◆ Work instruction: Word for word, output the data that follows.

◆ The records:

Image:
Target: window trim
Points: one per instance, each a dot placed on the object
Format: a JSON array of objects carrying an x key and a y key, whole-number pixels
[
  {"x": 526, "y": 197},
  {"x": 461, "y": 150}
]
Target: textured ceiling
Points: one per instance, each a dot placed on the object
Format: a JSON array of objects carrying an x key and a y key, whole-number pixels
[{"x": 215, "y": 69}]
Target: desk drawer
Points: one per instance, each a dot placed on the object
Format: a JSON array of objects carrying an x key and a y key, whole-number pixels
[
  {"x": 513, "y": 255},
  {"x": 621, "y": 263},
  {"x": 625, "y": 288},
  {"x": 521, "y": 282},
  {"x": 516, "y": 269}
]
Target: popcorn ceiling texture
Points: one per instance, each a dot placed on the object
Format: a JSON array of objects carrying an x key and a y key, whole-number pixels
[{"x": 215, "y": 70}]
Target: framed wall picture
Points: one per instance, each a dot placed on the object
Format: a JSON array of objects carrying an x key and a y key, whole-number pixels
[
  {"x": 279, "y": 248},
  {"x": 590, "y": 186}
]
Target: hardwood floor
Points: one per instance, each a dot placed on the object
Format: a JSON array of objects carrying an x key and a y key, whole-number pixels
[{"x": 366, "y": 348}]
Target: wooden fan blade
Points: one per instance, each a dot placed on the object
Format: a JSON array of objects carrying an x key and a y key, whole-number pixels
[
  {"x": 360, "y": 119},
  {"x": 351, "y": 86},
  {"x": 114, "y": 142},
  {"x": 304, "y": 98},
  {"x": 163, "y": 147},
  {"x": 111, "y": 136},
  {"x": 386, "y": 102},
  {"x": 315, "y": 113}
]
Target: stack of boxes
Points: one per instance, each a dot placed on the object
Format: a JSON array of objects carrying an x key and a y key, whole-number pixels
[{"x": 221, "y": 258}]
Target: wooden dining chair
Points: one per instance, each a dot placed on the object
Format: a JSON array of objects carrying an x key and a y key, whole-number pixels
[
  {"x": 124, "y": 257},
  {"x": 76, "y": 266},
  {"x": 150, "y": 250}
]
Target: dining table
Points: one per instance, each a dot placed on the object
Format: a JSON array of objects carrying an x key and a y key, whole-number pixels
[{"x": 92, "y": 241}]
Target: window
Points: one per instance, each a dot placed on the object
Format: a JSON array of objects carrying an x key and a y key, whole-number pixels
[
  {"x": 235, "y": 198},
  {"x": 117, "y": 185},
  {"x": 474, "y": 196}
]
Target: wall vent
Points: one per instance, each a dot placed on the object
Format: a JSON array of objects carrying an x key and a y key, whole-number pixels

◆ Exercise answer:
Image:
Target: window trim
Points: one per instance, each a dot placed on the object
Format: a JSON array of objects carrying an x key and a y key, whole-number pixels
[
  {"x": 526, "y": 197},
  {"x": 461, "y": 150}
]
Target: textured ceiling
Points: one per instance, each a dot placed on the object
Format: a JSON array of objects carrying an x key and a y key, whole-number pixels
[{"x": 215, "y": 69}]
Target: desk drawer
Points: one per instance, each a dot placed on the object
Format: a JSON array of objects carrying an x key and a y key, whole-number pixels
[
  {"x": 513, "y": 255},
  {"x": 621, "y": 263},
  {"x": 625, "y": 288},
  {"x": 521, "y": 282},
  {"x": 516, "y": 269}
]
Target: popcorn ceiling texture
Points: one per instance, each a dot placed on the object
Format: a JSON array of objects carrying an x key and a y key, whole-number pixels
[{"x": 215, "y": 70}]
Target: framed wall picture
Points: one per instance, each a dot placed on the object
Format: a JSON array of objects carrying an x key and a y key, whole-number pixels
[
  {"x": 279, "y": 248},
  {"x": 590, "y": 186}
]
Target: hardwood floor
Points: one per instance, each a dot placed on the object
Format: a JSON array of objects carrying an x key and a y key, whole-number pixels
[{"x": 366, "y": 348}]
Target: wooden fan blade
Points: one per instance, each a dot placed on the object
Format: a JSON array of objects carrying an x key and a y key, whole-number pixels
[
  {"x": 360, "y": 119},
  {"x": 351, "y": 86},
  {"x": 114, "y": 142},
  {"x": 304, "y": 98},
  {"x": 163, "y": 147},
  {"x": 111, "y": 136},
  {"x": 386, "y": 102},
  {"x": 315, "y": 113}
]
Target: stack of boxes
Points: one per instance, each a dot placed on the object
Format: a JSON array of objects carrying an x key and a y key, whole-number pixels
[{"x": 221, "y": 258}]
Target: wooden dining chair
Points: one per instance, each a dot placed on the object
Format: a JSON array of objects carrying an x key and a y key, whole-number pixels
[
  {"x": 124, "y": 257},
  {"x": 76, "y": 266},
  {"x": 150, "y": 250}
]
Target: dining table
Points: one per instance, each a dot placed on the object
Format: a JSON array of objects carrying an x key and a y key, whole-number pixels
[{"x": 92, "y": 241}]
Target: window
Points: one per instance, each a dot placed on the object
Format: a JSON array of objects carrying an x key and a y key, whole-number pixels
[
  {"x": 235, "y": 198},
  {"x": 117, "y": 185},
  {"x": 474, "y": 196}
]
Target: wall vent
Points: one per instance, each a dot placed on the object
Format: a JSON array of objects carrying an x key and a y key, whole-number pixels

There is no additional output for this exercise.